__Your objective__
Print out the material that follows word for word.

__Records for the task__
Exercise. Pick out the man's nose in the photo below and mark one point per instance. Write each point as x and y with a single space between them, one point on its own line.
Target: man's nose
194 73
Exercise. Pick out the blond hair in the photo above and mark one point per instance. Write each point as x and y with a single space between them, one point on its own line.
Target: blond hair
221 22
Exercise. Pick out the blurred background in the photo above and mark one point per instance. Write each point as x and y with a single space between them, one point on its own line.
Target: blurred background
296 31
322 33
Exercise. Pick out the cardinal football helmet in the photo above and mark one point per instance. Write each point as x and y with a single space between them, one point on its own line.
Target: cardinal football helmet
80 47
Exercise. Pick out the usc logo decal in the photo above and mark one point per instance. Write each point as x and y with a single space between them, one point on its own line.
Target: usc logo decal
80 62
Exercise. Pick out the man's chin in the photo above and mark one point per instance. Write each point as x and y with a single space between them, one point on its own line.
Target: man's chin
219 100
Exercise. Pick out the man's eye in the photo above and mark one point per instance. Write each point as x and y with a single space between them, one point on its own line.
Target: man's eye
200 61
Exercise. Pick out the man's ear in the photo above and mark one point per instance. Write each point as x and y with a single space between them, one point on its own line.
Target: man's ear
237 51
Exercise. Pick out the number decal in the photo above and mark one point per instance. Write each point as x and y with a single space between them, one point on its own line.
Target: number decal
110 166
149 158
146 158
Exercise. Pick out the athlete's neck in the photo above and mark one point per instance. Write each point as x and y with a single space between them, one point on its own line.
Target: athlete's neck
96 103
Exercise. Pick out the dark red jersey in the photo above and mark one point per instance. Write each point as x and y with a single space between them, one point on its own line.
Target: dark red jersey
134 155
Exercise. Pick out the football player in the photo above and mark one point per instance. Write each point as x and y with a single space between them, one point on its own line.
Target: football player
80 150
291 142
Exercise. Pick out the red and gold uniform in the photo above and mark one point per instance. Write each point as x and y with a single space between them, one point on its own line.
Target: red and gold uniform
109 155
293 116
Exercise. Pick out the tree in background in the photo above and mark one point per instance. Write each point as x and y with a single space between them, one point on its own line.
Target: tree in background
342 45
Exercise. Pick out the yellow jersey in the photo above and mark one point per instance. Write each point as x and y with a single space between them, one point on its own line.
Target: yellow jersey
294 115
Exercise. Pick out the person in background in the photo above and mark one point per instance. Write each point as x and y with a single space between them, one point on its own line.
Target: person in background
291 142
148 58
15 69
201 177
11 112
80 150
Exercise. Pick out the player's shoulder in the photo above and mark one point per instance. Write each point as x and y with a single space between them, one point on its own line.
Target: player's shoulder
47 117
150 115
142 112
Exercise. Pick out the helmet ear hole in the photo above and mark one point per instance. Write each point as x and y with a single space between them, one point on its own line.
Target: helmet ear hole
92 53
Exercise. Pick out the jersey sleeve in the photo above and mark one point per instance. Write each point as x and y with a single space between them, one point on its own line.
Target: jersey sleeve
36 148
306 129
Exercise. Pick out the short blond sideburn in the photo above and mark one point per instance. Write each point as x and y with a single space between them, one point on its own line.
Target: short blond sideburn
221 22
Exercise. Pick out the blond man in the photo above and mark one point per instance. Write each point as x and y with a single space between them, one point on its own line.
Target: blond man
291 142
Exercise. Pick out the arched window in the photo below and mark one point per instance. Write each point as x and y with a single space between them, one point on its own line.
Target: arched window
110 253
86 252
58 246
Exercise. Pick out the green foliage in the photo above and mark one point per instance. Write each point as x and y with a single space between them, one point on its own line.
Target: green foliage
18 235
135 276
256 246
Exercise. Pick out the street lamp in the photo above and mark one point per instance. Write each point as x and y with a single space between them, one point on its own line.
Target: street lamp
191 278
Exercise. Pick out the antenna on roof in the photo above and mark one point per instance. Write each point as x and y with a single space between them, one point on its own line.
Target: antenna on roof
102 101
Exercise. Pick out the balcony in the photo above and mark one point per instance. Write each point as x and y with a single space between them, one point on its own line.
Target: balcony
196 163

__Response for this exercise__
Exercise. Pick out the man's nose in the photo below and mark one point per instance. Write each point as x and y with a single space between them, one point on its own line.
Target: man's nose
194 73
Exercise. Pick out the blond hair in the photo above and mark one point per instance. Write each point as x and y with a single space between them, one point on its own line.
Target: blond hair
221 22
Exercise. Pick out the blurred background in the photo above and mark one point per instance. Write each point as x and y with a single space between them, one point on its own line.
Target: blurred background
296 31
322 33
Exercise. Pick out the cardinal football helmet in the photo above and mark one point per instance. Write each point as x and y with a single space between them, one point on its own line.
Target: cardinal football helmet
80 47
Exercise. Pick out the usc logo decal in the photo above and mark one point per instance. Write each point as x and y with a single space between them, one point on its own line.
Target: usc logo decal
80 62
Exercise. Pick out the man's chin in the photo above and mark one point per instance. Write each point as x and y with a single space between them, one point on its own line.
Target: man's chin
219 100
Exercise. Pick out the man's eye in the photo above and mark one point per instance. Write each point as x and y with a single space between them, one point on its own line.
Target: man's eye
200 61
Exercise. Pick out the man's ear in the photo above and mark one point per instance. Write each point as x and y with a single space between them, one point on its own line.
Target: man's ear
237 51
Exercise. Pick out the number decal in the photo above and mark one point per instance. Write each point as x and y with a single space between them, one point on its own line.
Target: number decal
110 166
149 158
146 158
Exercise. Pick out the athlete's neck in the photo above and mark one point per instance. Write each point as x and y with a single space between them, one point on its own line.
Target: athlete's neck
96 103
Exercise. Pick out the dark red jersey in the photo above and mark one point per instance. Write each point as x and y with a single space between them, one point on its own line.
Target: dark red jersey
134 155
Exercise. Pick out the football player in the photo above and mark one point per instance. Write each point as x and y with a single space between them, one point on its own line.
Target: football player
80 150
291 142
Exercise. Pick out the red and gold uniform in the photo above and mark one point per instance. Write each point as x and y with a single space between them, one point on its own line.
Target: red and gold uniform
109 155
293 116
Exercise. Pick out the tree in background in the photo above and mark one point per instance. Write each point as x and y with a single space between them, one point on its own line.
Target: tree in background
342 45
Exercise. Pick out the yellow jersey in the photo above and mark one point per instance. Write each point as x and y with a single space between them, one point on its own line.
Target: yellow jersey
294 115
Exercise. Pick out the person in background in the photo above and mark one point per instance. Write each point as x and y with a single space between them, one point on its own line.
Target: person in background
291 142
148 58
15 69
201 177
11 112
80 150
Exercise. Pick out the player's shoulder in the photo above and mark one point per instance. Write each point as x and y with a single space between them, one point on its own line.
Target: player's shoulder
47 117
150 115
142 112
Exercise. Pick out the helmet ear hole in the photo above and mark one point per instance. Write each point as x and y with a single space between them, one point on its own line.
Target: helmet ear hole
92 53
Exercise. Pick out the jersey sleeve in the photo above and mark one point per instance. Write each point as x and y with a single space between them, one point on its own line.
Target: jersey sleeve
36 148
306 129
Exercise. Pick out the short blond sideburn in the photo above and mark one point per instance. Write each point as x and y with a single space between them, one point on its own line.
Target: short blond sideburn
221 22
Exercise. Pick out the blond man in the photo above and mark one point per instance. Write each point as x and y with a single space between them, one point on its own line.
Target: blond man
291 142
Exercise. Pick out the arched window in the photo below and mark one point per instance. Write each point as x and y with a single space between them, one point on its own line.
Target: arched window
110 253
86 252
58 246
Exercise. Pick out the green foliage in the photo above and mark one point per instance. Write each point as x and y with a single space between them, one point on its own line.
Target: green foliage
18 235
135 276
256 246
Exercise. Pick out the street lamp in the photo above and mark one point per instance. Write each point as x and y with a single space between them, one point on its own line.
Target: street lamp
191 278
Exercise. Pick out the antenna on roof in the photo above and mark one point per instance. Write each point as x and y with a single space between them, one point on its own line.
Target: antenna on roof
102 101
Exercise. Pick out the balcony in the photo above and mark one point per instance. Write each point as x and y with a single space between them, one point on its own line.
Target: balcony
196 163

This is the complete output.